In April 2002, the FASB issued SFAS No. 145, "Rescission of SFAS No. 4, 44, 64,
Amendment of SFAS No. 13, and Technical Corrections." SFAS No. 4, which was
amended by SFAS No. 64, required all gains and losses from the extinguishment of
debt to be aggregated and, if material, classified as an extraordinary item, net
of related income tax effect. As a result, the criteria in Opinion 30 will now
be used to classify those gains and losses. SFAS No. 13 was amended to eliminate
an inconsistency between the required accounting for sale-leaseback transactions
and the required accounting for certain lease modifications that have economic
effects similar to sale-leaseback transactions. The adoption of SFAS No. 145
will not have a current impact on the Company's consolidated financial
statements.

                                       20






                        Southeastern Banking Corporation

                      Management's Discussion and Analysis




Various other accounting proposals affecting the banking industry are pending
with the Financial Accounting Standards Board. Given the inherent uncertainty of
the proposal process, the Company cannot assess the impact of any such proposals
on its financial condition or results of operations.

Forward-Looking Statements

The Private Securities Litigation Reform Act of 1995 (the Act) provides a safe
harbor for forward-looking statements made by or on behalf of the Company. The
Company and its representatives have made, and may continue to make, various
written or oral forward-looking statements with respect to business and
financial matters, including statements contained in this report, filings with
the Securities and Exchange Commission, and reports to shareholders. Generally,
the words "believe," "expect," "intend," "estimate," "anticipate," "project,"
"will," "should," and similar expressions identify forward-looking statements.

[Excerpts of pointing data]
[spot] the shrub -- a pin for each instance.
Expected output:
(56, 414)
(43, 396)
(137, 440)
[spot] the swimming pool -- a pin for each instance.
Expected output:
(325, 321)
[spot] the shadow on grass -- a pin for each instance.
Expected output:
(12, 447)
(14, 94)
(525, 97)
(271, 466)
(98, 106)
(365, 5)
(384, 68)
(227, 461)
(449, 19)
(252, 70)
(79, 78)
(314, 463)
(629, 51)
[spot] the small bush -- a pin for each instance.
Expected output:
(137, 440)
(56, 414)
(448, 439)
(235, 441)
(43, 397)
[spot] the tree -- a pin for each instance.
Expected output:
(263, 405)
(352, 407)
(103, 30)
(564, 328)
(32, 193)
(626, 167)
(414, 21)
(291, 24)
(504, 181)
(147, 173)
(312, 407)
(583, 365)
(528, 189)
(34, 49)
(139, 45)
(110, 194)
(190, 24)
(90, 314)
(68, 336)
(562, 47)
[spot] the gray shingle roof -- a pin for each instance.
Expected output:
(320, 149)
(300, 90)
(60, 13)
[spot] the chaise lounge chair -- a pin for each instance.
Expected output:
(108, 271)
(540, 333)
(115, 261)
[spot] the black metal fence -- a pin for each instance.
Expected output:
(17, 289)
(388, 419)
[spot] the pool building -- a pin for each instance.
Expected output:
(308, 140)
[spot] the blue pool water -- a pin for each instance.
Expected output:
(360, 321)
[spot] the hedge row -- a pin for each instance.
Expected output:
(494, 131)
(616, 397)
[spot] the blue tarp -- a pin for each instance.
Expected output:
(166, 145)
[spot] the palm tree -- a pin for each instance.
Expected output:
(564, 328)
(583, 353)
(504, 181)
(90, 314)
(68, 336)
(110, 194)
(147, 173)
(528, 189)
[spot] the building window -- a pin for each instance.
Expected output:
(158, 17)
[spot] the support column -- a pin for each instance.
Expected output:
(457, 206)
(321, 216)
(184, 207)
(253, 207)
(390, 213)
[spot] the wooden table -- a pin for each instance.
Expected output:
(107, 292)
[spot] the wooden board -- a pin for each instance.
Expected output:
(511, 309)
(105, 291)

## Requirements
(a) Decide whether each statement agrees with the accounting excerpt: (i) SFAS No. 145 was issued in April 2002; (ii) the Company expects SFAS No. 145 to have a current impact on its consolidated financial statements; (iii) the Private Securities Litigation Reform Act of 1995 provides a safe harbor for forward-looking statements. For each, answer yes or no and quote the deciding words.
(b) Gather every line of the rows that contains the string "pool".
The text and the rows are unrelated to each other.

## Expected answers
(a)
(i) Yes: "In April 2002, the FASB issued SFAS No. 145"
(ii) No: "The adoption of SFAS No. 145 will not have a current impact on the Company's consolidated financial statements."
(iii) Yes: "The Private Securities Litigation Reform Act of 1995 (the Act) provides a safe harbor for forward-looking statements made by or on behalf of the Company."

(b)
[spot] the swimming pool -- a pin for each instance.
[spot] the pool building -- a pin for each instance.
[spot] the blue pool water -- a pin for each instance.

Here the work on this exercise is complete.